Task prompt: Retype the material word for word.

━━━━━━━━━━

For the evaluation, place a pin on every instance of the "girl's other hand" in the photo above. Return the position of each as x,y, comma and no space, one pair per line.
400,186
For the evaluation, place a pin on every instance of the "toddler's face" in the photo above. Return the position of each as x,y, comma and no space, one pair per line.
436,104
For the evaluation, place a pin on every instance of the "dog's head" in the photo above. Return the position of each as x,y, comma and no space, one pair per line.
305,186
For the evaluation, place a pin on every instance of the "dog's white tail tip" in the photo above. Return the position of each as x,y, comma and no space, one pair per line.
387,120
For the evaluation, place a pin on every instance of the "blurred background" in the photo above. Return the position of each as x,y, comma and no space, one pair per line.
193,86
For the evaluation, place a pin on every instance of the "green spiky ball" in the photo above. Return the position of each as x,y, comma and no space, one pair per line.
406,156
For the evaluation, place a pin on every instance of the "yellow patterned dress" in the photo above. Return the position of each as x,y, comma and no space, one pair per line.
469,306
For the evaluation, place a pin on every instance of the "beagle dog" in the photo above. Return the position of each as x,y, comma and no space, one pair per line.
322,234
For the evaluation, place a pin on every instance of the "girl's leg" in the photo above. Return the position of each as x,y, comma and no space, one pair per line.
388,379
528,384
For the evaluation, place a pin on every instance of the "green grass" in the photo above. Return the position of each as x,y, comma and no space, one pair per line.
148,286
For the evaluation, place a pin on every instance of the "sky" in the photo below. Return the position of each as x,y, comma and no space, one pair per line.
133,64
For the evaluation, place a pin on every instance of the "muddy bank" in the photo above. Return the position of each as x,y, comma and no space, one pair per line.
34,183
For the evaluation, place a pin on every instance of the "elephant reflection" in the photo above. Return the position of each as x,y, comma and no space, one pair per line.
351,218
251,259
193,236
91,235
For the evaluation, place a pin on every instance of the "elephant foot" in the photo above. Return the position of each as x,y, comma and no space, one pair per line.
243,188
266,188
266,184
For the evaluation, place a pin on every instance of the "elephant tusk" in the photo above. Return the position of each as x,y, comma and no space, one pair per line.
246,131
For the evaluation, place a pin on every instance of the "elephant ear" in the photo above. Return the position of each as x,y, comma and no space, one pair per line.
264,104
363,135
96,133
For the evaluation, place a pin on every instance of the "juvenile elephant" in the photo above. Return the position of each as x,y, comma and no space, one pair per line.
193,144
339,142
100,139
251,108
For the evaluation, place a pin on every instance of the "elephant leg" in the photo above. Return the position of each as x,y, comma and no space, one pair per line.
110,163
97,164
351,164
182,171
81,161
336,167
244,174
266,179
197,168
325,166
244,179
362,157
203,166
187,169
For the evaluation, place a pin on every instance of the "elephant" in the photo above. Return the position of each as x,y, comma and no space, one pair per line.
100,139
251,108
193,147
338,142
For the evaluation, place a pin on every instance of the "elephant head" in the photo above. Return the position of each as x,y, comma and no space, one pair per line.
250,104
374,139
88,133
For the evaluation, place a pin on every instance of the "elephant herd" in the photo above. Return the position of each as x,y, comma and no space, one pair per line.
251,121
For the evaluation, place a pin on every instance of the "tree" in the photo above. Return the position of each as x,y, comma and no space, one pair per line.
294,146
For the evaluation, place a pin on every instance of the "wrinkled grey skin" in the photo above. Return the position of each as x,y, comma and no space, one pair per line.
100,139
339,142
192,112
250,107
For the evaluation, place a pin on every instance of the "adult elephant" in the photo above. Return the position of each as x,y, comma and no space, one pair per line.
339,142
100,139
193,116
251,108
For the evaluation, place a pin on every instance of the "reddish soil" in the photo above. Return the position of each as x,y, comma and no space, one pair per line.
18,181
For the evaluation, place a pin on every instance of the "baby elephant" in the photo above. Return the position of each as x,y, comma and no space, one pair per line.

━━━━━━━━━━

Answer for the task:
For the evaluation, place a pin on every instance of the "girl's other hand" in the photo above. Return the position of each as x,y, comma and no space, one pair per line.
400,186
For the evaluation, place a pin on every instance of the "toddler's face" in the photo above. Return the position of each as x,y, comma and no space, one pair per line.
436,104
For the evaluation, place a pin on every instance of the "dog's head" in the photo above. Return the position of each as x,y, comma and no space, one pair per line.
305,186
For the evaluation, place a pin on every instance of the "dog's white tail tip" in the photo above. Return the position of each as x,y, comma and no space, one pair per line.
387,120
For the evaluation, place a pin on every instance of the "blurred background" in the photo above. Return the position of each as x,y, comma and no space, one pair per line.
193,86
For the evaluation, place a pin on every instance of the "green spiky ball" in the photo above. Return the position of each as x,y, comma and no space, one pair per line.
406,156
For the evaluation, place a pin on every instance of the "yellow patterned dress" in the photo above. Return the position of each as x,y, comma and no space, one pair per line.
469,306
For the evaluation, place a pin on every instance of the "beagle dog" in the photo above. Return the position of each as x,y, comma and no space, one pair per line.
322,234
For the evaluation, place a pin on every instance of the "girl's leg" in the photo above. Return the position of each as x,y, comma and no space, one pair per line.
388,379
528,384
For the evaluation, place a pin on every instance of the "green grass" in the photo above. Return the position of each as x,y, comma and no space, one pair per line.
148,286
For the evaluation, place a pin on every instance of the "sky" in the photo below. Return the position of each as x,y, comma and no space, one pair per line.
133,64
For the evaluation, place a pin on every instance of the "muddy bank" in the photo above. Return the position of each as x,y, comma and no space, one pair per line.
34,183
For the evaluation, place a pin on every instance of the "elephant reflection" in the photo above. Return the position of each as x,y, comma and no space, one pair per line.
351,218
251,259
193,236
91,235
For the evaluation, place a pin on every instance of the "elephant foot" in the photo above. Return the position of each as x,y, comma and no space, one pair per line.
243,188
266,188
266,184
For the evaluation, place a pin on every instance of the "elephant tusk" in the photo above. Return the position of each as x,y, comma and no space, one pair per line.
246,131
For the evaluation, place a pin on every instance of the "elephant ear" in the photo above. Return the position of each as x,y, comma and no space, one pair per line.
264,104
363,135
96,133
For the evaluation, place a pin on every instance of the "juvenile elephant" in the photo above. Return the position of each as x,y, comma and no space, one pair per line.
193,144
339,142
100,139
251,108
For the evaluation, place a pin on every instance of the "elephant leg" in the photo above. Return the position of each as x,y, comma and no space, one pair per line.
110,163
97,164
351,164
182,171
81,161
336,167
244,174
266,179
197,168
325,166
244,179
362,157
203,166
187,169
For the evaluation, place a pin on every instance of the "elephant" in the photo above. Return the position of each as x,y, comma and no space, one pair per line.
100,139
251,108
193,147
338,142
For the evaluation, place a pin on every instance of the "elephant head" in the photo above. Return the position of each as x,y, comma and no space, one pair per line.
250,104
374,139
88,133
For the evaluation, place a pin on every instance of the "elephant herd" in the photo above. Return the position of each as x,y, comma and no space, one pair per line.
251,121
For the evaluation, place a pin on every instance of the "tree" in the photo above. Return the position of each as x,y, comma and no space, one pair per line.
294,146
For the evaluation, place a pin on every instance of the "wrinkled grey skin" in the photo above. Return the position of each as x,y, comma and no space, one pair per line.
100,139
339,142
192,112
250,107
For the evaluation, place a pin on every instance of the "adult elephant" in the photo above. Return the position of each as x,y, comma and no space, one pair per line.
339,142
100,139
193,116
251,108
For the evaluation, place a pin on every instance of the "reddish soil" in the photo above. Return the position of each as x,y, comma and no space, one pair per line.
18,181
For the evaluation, place a pin on every instance of the "baby elephant" in the photo above. Return the position of each as x,y, comma and no space, one pair per line.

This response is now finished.